* **Tarefas a realizar**
(1) Enumere todas as percentagens distintas mencionadas no texto sobre os medicamentos para a hepatite C.
(2) Transcreva do texto sobre os medicamentos para a hepatite C o trecho que vai de "Há duas semanas, o" até "ser mais difíceis.", inclusive.

____ Texto apresentado

Há duas semanas, o secretário de Estado da Saúde, Leal da Costa, e o presidente do INFARMED anunciaram que havia negociações em curso com a indústria e garantiram que os novos medicamentos para a hepatite C (boceprevir e telaprevir) iam finalmente ser aprovados e autorizados em Portugal.Esse acordo, sabe o “Sol”, foi já conseguido com a MSD que o comercializa o boceprevir, estando as negociações com a Janssen, responsável pelo outro produto, a ser mais difíceis.

No documento, a MSD compromete-se a pagar 40% do custo dos tratamentos que vão ser feitos nos hospitais. Isto por ser a percentagem previsível de casos de insucesso. «Só vamos pagar 60% do custo», confirma Castro Alves, esclarecendo que até ao fim do mês espera que os hospitais comprem os fármacos com estas condições. Laboratório “oferece” 12 semanas de tratamento No acordo já assinado ficou definida a forma como a empresa vai pagar os 40%. Para atingir esse valor, foi feito desde logo um desconto superior a 15% ao preço do produto, apurou o “Sol”. Por outro lado, a MSD irá custear os tratamentos que ultrapassem as 32 semanas. Ou seja, o tratamento total é de 44 semanas, mas o laboratório aceitou que o Estado só pague até às 32 – a partir daí, é “oferta” da empresa. Através destes dois pressupostos, a farmacêutica encontrou uma forma de partilhar o risco com o Estado, sem ter de colocar o produto pura e simplesmente em saldos (situação que não é bem vista no setor, para medicamentos inovadores e caros).

________
____ Dados extraídos

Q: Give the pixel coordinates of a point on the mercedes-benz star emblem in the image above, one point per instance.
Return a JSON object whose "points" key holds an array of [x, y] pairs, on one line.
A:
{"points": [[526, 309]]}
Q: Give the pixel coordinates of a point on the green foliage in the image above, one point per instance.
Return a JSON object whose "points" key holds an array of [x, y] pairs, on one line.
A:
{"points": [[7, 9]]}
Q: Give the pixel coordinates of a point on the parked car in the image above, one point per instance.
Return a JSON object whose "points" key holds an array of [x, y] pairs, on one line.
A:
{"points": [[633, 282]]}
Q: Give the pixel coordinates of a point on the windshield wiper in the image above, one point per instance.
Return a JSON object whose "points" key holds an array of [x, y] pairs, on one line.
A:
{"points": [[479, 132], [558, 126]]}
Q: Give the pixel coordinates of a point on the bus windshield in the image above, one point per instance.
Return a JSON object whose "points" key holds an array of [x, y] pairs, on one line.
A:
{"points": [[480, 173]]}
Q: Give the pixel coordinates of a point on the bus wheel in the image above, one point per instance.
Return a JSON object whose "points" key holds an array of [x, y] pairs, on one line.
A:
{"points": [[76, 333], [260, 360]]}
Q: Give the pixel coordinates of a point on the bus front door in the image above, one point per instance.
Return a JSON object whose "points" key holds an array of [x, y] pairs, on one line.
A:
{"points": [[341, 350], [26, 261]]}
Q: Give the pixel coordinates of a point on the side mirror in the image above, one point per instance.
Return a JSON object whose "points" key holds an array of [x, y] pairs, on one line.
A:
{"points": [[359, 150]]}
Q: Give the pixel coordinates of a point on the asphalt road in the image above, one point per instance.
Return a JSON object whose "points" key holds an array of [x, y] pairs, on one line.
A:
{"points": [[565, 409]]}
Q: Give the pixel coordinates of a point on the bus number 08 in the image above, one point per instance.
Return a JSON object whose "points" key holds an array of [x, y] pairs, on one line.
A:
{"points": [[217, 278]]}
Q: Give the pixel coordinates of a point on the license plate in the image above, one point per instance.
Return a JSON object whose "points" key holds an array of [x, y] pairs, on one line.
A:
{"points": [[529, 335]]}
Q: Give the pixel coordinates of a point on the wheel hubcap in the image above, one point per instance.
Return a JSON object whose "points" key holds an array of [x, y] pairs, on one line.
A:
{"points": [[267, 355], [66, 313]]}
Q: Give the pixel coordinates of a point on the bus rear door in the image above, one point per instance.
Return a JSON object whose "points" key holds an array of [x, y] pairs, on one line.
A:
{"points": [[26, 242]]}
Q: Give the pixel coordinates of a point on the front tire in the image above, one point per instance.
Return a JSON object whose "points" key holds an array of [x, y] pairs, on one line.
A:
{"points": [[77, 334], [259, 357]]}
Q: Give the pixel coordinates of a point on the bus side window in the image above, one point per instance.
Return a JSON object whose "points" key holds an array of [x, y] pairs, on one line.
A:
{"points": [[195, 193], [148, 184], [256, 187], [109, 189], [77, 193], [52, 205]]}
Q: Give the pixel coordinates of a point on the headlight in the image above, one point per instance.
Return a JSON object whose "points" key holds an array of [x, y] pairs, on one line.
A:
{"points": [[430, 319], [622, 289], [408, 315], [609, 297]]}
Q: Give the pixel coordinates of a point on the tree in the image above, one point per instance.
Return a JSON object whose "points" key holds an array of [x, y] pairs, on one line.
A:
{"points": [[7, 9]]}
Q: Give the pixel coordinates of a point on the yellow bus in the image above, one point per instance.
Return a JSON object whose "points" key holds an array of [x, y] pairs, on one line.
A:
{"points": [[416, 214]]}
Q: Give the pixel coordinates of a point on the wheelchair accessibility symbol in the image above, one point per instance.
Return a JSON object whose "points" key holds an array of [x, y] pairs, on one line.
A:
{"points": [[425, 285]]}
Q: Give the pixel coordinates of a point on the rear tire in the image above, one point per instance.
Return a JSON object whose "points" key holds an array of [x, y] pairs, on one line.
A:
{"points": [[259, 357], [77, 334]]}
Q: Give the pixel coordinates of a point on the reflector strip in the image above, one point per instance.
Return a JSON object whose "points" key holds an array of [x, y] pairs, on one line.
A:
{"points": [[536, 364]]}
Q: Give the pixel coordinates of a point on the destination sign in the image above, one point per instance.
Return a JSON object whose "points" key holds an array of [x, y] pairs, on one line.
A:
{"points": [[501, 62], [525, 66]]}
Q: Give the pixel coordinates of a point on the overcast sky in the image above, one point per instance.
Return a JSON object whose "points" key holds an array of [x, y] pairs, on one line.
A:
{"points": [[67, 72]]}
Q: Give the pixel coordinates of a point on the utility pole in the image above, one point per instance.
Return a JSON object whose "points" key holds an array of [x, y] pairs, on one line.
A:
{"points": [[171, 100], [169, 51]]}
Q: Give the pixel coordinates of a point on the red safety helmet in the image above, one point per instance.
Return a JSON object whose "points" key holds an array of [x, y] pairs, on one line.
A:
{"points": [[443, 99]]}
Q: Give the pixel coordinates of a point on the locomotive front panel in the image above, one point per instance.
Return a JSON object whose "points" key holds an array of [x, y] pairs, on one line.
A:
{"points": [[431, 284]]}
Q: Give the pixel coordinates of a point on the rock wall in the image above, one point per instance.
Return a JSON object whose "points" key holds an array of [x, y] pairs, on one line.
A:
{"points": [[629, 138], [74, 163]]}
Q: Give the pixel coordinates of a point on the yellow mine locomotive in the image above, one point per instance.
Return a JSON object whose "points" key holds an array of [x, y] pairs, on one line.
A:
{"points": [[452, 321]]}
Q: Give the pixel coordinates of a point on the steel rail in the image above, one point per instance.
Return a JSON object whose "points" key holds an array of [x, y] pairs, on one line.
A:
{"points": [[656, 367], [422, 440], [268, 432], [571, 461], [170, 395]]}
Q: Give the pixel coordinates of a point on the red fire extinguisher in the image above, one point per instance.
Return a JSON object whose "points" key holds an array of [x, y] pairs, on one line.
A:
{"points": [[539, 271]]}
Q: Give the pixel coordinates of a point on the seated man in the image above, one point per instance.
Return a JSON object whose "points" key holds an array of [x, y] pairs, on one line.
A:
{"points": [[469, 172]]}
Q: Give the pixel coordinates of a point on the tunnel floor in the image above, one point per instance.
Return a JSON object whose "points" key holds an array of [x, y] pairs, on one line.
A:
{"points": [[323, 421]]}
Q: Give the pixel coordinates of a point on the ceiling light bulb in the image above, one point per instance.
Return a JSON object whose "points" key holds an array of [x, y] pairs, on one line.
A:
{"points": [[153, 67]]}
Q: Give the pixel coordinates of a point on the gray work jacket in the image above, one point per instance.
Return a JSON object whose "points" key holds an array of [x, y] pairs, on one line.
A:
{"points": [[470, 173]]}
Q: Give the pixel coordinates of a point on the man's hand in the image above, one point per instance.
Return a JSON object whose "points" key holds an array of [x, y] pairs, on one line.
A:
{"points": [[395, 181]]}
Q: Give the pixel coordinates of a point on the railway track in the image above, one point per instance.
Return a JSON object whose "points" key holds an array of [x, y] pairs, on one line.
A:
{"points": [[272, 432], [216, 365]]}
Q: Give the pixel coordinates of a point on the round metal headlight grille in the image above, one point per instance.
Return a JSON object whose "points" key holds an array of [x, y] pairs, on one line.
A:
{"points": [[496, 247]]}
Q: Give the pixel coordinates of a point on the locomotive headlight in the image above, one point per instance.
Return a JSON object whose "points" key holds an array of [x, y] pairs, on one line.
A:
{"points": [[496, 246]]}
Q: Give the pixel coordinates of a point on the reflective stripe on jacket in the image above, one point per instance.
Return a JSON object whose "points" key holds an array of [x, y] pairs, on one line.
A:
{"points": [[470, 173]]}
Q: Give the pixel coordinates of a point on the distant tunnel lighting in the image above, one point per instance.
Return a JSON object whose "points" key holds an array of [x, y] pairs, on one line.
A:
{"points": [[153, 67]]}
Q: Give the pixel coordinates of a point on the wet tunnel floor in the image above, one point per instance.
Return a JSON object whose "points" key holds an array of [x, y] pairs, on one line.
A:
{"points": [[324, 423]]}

________

* **Resultados por tarefa**
(1) 40%, 60% e 15%

(2)
Há duas semanas, o secretário de Estado da Saúde, Leal da Costa, e o presidente do INFARMED anunciaram que havia negociações em curso com a indústria e garantiram que os novos medicamentos para a hepatite C (boceprevir e telaprevir) iam finalmente ser aprovados e autorizados em Portugal.Esse acordo, sabe o “Sol”, foi já conseguido com a MSD que o comercializa o boceprevir, estando as negociações com a Janssen, responsável pelo outro produto, a ser mais difíceis.